**** Records for processing

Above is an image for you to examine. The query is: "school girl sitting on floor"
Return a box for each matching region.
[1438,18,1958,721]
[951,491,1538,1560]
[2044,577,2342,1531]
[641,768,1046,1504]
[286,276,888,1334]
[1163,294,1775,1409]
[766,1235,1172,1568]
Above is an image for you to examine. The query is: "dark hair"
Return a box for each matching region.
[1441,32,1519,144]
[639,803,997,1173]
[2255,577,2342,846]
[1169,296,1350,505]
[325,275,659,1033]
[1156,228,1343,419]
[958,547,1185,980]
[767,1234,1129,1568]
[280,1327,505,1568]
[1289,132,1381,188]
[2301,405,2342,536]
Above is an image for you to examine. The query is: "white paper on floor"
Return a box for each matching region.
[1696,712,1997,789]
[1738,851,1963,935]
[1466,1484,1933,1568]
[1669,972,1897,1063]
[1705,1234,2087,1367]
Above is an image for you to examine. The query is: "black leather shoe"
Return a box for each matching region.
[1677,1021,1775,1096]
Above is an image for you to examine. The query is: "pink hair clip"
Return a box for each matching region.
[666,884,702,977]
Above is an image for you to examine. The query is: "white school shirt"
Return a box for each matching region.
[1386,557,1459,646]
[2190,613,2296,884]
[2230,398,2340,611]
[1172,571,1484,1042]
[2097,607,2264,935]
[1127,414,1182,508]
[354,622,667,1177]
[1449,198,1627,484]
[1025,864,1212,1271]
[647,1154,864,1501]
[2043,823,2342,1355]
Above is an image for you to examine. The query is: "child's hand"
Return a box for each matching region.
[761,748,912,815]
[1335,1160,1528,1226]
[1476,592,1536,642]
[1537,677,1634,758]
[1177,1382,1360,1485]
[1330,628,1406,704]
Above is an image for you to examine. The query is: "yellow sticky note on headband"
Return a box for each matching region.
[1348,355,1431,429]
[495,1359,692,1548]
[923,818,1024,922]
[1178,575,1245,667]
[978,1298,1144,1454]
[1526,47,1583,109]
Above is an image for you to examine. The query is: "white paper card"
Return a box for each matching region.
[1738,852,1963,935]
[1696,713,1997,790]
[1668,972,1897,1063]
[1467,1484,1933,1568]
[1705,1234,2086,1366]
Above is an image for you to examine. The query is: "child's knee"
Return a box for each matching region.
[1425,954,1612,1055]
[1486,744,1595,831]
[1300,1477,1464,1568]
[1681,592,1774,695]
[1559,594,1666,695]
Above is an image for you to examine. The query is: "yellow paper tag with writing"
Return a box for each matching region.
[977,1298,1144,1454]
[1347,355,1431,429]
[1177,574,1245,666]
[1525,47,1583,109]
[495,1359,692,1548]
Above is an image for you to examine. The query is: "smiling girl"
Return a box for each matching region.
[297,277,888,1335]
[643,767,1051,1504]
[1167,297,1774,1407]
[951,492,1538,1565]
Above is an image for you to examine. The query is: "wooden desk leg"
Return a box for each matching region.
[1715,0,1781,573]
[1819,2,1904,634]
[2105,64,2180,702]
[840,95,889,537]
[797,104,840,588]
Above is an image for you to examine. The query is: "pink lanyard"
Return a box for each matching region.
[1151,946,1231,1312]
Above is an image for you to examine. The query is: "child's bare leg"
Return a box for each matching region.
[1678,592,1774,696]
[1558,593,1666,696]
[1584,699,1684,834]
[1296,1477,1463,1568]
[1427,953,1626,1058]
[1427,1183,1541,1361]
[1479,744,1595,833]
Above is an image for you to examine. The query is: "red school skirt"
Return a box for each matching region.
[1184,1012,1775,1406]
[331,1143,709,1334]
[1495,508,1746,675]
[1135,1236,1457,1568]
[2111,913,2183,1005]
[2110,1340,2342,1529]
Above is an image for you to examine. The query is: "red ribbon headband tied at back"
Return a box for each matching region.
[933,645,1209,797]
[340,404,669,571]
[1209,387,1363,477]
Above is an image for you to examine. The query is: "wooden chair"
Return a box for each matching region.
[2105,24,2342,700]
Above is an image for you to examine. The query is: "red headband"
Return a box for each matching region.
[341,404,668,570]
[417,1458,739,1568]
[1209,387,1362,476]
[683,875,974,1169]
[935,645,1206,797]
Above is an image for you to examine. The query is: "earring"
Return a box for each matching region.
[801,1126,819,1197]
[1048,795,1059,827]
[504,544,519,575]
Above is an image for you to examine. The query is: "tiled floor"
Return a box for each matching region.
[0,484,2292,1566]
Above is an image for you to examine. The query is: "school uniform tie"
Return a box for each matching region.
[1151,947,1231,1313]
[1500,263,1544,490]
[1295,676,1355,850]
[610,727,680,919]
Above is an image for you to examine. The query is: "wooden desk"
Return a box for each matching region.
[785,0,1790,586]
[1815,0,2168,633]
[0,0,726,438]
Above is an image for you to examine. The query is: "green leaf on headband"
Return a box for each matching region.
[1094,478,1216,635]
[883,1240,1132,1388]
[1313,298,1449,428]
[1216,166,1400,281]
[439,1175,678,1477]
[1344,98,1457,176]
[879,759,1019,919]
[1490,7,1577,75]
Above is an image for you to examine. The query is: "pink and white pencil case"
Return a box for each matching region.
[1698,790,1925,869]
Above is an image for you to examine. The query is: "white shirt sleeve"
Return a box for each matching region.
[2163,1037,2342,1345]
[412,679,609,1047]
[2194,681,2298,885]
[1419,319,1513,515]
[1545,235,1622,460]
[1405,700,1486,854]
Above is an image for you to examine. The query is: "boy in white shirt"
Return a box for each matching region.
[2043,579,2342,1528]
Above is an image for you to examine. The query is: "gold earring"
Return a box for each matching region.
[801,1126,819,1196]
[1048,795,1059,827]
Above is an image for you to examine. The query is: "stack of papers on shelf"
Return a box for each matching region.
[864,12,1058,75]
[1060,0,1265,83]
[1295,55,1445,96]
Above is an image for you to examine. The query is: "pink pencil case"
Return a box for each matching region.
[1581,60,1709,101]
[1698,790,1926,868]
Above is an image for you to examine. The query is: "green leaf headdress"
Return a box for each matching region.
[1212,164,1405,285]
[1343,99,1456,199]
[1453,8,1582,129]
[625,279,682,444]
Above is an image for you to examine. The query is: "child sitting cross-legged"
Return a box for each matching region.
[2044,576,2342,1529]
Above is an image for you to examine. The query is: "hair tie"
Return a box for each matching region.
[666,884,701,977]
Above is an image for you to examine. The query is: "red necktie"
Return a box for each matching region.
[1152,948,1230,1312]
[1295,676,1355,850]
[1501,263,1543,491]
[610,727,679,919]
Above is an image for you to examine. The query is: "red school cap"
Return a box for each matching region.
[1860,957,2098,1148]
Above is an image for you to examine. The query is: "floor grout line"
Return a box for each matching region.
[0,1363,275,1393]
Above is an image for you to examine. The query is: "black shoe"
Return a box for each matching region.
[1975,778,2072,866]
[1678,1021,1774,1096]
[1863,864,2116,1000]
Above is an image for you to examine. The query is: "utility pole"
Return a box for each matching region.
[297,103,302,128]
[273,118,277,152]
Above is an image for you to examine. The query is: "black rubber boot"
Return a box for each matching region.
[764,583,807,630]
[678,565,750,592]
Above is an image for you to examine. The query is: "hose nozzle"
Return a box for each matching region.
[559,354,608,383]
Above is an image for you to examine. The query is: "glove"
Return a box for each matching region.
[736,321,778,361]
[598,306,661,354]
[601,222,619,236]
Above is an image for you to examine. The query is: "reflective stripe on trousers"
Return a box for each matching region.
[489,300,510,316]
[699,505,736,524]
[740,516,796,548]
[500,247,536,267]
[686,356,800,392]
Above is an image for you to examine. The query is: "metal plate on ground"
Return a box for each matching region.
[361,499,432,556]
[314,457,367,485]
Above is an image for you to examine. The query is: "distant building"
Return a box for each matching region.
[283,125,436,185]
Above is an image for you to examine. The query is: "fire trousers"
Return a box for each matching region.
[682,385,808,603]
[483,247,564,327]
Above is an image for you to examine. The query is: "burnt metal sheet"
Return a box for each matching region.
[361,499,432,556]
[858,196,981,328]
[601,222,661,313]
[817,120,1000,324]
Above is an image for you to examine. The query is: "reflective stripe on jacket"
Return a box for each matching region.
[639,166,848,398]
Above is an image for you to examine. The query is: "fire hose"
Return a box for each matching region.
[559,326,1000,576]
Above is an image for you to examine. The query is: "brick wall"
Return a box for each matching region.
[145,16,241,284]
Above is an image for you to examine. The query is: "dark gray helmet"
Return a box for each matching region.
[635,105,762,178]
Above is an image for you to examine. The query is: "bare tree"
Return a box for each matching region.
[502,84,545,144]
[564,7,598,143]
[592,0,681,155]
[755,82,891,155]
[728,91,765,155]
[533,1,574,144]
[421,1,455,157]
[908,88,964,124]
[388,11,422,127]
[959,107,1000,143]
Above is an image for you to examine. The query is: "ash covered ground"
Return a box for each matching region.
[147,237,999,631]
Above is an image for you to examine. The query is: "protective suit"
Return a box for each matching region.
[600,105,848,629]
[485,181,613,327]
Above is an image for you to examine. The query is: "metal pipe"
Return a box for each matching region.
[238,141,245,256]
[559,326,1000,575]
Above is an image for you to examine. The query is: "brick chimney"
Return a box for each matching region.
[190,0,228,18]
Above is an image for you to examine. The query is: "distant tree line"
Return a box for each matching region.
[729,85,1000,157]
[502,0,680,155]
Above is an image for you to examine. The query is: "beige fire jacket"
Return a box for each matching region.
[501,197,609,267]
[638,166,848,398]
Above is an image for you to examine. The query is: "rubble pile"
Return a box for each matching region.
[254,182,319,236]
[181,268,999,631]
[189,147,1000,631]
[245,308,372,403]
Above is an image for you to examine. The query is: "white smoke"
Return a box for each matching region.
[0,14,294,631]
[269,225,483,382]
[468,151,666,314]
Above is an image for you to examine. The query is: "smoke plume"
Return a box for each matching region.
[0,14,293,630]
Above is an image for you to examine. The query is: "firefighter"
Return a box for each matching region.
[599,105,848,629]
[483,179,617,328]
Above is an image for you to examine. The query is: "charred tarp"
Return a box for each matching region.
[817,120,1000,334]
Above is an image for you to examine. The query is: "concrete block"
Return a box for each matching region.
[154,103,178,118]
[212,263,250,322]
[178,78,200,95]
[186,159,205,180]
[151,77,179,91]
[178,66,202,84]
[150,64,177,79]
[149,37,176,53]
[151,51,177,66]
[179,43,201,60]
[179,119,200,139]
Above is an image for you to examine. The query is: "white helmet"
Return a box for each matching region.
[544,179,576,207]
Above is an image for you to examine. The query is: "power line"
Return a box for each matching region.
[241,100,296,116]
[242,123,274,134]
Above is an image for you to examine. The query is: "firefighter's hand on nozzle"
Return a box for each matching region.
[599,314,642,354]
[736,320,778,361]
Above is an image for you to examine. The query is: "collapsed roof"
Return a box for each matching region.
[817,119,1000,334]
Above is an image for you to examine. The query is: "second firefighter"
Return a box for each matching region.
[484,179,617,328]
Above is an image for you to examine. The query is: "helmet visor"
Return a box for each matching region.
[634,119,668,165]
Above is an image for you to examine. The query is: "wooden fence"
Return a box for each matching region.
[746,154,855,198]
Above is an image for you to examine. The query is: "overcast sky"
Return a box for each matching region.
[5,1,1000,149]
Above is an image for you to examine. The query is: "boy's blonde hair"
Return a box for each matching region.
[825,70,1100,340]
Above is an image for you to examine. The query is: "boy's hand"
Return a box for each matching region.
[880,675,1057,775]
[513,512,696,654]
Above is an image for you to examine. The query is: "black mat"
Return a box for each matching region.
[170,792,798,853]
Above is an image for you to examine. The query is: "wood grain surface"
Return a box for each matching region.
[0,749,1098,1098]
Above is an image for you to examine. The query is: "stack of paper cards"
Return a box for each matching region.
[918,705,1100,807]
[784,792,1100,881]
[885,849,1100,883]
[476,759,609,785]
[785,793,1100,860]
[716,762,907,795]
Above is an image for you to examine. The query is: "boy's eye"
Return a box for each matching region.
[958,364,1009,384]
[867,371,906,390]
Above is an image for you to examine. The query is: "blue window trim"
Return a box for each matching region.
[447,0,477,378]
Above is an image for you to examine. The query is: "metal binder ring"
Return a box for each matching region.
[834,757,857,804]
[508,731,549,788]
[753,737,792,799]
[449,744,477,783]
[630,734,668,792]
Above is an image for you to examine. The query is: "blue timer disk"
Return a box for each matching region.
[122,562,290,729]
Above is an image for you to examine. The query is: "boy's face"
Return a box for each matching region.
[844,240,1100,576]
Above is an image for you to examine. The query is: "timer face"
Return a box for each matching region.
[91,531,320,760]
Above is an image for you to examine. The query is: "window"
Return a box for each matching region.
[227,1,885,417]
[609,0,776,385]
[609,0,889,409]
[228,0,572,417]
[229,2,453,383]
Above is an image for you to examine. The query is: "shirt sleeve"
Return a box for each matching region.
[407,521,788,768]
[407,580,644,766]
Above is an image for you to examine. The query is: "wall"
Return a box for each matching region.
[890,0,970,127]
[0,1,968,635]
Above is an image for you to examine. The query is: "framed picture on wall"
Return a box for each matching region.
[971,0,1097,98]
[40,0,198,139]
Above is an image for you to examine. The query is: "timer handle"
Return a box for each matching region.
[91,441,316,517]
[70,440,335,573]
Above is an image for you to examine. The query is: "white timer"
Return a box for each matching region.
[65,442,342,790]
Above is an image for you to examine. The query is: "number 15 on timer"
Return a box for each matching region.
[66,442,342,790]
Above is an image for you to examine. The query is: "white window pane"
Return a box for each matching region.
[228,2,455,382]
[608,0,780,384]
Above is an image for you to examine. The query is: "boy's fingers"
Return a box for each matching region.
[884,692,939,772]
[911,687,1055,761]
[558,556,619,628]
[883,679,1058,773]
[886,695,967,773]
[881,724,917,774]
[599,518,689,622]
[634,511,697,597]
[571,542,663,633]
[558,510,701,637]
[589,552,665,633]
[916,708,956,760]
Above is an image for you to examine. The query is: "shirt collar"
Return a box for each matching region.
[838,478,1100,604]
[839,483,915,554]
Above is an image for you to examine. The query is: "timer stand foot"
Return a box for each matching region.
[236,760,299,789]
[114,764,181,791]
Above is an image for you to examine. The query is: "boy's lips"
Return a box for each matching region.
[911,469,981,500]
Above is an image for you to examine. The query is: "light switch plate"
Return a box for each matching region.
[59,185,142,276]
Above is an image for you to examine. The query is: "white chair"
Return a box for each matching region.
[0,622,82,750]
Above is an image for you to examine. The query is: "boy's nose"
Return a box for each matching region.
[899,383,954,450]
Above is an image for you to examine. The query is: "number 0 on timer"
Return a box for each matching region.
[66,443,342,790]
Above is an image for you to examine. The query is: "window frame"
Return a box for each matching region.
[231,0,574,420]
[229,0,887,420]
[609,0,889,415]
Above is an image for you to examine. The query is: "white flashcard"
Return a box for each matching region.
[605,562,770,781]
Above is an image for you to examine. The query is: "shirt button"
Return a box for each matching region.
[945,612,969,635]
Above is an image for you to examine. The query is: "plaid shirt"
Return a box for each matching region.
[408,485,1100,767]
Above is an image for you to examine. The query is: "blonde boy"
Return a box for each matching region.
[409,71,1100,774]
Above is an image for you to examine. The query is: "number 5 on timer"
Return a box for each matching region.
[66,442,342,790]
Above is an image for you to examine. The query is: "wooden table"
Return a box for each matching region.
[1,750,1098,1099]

********

* _What is being asked_
Lines in the records that hold "plate" should be tallied, with the total given on its own.

* _Output below_
2